[Items drawn from a data source]

········

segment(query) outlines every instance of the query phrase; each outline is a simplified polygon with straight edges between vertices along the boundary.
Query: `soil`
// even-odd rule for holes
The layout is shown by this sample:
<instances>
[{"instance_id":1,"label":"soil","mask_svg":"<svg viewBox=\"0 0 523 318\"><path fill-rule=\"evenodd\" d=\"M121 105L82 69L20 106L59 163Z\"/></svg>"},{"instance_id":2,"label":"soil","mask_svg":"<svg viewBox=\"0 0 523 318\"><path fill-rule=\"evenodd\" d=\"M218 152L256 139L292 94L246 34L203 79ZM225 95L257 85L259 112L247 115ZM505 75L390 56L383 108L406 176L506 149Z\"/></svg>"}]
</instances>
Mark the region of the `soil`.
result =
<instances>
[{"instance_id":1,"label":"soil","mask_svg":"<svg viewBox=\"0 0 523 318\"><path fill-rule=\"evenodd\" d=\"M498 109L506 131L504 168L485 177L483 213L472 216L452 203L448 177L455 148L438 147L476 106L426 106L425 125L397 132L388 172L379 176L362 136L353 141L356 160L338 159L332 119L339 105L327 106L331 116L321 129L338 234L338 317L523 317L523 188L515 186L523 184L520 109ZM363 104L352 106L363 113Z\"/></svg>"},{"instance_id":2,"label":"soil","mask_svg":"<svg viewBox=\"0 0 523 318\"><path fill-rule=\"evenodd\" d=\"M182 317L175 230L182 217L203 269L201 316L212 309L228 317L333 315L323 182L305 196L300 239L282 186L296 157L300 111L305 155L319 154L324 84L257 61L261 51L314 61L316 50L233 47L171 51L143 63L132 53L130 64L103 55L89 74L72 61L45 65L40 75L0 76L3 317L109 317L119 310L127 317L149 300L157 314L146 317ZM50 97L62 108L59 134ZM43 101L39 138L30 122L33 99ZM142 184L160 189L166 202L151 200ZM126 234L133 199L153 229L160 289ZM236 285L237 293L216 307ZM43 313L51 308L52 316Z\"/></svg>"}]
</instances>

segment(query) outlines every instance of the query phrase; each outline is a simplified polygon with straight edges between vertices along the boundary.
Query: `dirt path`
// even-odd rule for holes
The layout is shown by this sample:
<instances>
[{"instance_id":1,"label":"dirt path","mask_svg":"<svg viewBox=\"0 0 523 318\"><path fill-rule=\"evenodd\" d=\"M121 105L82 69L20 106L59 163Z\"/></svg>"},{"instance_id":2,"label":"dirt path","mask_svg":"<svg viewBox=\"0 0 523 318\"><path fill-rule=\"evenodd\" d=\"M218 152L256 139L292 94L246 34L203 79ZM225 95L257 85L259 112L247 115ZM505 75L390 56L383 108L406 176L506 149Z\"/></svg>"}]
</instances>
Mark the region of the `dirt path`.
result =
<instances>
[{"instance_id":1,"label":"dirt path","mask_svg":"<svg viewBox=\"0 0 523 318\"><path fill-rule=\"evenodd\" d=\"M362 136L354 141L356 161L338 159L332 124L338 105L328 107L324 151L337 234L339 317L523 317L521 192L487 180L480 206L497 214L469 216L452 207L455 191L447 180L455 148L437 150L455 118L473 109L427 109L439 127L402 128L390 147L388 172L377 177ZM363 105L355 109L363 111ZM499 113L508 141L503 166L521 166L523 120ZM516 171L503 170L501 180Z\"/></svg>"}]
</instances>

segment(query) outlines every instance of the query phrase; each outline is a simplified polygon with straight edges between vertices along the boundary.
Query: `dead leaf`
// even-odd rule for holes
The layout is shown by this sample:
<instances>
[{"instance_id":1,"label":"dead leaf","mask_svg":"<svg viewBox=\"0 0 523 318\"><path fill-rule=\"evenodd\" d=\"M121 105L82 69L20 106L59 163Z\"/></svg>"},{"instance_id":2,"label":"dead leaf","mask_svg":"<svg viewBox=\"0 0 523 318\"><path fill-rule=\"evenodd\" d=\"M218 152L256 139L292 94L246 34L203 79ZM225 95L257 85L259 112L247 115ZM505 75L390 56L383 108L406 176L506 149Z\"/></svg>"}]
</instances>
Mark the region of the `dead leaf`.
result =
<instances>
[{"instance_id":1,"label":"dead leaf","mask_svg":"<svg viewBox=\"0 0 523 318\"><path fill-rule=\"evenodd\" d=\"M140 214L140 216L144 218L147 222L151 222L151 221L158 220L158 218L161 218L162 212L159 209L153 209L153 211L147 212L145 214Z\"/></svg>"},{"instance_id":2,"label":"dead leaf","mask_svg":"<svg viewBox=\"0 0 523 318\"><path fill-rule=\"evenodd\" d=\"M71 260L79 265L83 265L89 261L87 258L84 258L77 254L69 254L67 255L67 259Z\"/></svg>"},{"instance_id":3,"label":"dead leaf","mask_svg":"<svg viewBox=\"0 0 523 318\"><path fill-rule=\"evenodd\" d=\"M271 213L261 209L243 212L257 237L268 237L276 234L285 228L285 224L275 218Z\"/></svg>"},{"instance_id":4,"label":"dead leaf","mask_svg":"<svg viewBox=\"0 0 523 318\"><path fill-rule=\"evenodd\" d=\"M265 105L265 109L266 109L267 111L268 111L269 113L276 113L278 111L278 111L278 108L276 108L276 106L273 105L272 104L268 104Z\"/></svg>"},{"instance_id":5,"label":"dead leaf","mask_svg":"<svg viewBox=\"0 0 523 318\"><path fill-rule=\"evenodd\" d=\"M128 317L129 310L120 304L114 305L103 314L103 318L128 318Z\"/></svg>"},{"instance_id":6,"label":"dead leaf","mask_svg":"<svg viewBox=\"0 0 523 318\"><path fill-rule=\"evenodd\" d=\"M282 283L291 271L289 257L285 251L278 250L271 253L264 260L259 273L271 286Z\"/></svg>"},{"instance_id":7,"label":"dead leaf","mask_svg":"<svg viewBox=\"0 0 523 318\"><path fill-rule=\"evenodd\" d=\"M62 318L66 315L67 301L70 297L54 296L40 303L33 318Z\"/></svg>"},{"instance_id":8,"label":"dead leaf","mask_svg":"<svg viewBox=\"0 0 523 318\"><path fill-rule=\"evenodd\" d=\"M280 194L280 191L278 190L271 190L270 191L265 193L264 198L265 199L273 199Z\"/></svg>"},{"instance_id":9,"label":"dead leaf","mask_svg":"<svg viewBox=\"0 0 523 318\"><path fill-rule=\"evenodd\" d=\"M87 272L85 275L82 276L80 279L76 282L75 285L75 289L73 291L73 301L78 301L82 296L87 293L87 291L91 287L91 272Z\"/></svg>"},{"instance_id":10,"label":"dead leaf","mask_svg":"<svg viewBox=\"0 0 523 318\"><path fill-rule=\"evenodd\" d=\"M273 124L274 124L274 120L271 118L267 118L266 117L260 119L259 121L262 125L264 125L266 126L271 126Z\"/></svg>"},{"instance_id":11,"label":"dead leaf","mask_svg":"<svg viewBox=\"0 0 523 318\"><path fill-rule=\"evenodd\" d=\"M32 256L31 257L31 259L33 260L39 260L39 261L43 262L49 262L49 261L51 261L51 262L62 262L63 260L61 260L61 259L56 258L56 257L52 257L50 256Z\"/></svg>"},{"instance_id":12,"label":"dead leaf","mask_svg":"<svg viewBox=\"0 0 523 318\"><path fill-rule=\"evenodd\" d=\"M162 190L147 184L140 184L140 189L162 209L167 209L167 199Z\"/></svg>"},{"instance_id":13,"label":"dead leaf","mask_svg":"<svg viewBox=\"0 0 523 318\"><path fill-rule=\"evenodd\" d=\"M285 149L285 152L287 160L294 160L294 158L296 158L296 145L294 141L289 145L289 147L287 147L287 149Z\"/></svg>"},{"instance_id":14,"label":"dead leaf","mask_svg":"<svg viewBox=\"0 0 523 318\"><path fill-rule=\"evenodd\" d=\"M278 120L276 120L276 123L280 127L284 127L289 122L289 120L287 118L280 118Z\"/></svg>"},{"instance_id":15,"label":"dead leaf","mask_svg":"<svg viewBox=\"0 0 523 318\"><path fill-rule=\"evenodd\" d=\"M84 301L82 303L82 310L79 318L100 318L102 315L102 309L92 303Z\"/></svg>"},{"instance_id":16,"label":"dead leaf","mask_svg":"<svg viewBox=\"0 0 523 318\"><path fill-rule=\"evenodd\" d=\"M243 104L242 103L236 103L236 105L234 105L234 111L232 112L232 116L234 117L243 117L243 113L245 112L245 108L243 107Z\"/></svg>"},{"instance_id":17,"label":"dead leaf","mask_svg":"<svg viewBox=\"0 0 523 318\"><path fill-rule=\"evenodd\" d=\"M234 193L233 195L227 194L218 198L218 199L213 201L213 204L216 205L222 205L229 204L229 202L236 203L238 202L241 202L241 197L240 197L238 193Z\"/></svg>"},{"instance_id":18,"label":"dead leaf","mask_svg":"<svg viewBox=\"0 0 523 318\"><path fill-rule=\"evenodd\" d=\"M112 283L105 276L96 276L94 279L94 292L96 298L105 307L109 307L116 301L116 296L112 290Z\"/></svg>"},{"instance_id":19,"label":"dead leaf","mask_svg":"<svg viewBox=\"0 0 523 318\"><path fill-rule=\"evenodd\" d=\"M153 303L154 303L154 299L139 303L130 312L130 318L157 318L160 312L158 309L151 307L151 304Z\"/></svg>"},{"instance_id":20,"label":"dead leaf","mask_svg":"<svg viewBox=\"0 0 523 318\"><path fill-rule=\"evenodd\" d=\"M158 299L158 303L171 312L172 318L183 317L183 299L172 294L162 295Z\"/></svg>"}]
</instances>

········

= YOUR GOAL =
Please find each line in the data above that contains the string "Mark" and copy those lines. Treat matching as case-sensitive.

= FULL SOLUTION =
Mark the region of the `soil`.
Mark the region of the `dirt path`.
Mark the region of the `dead leaf`.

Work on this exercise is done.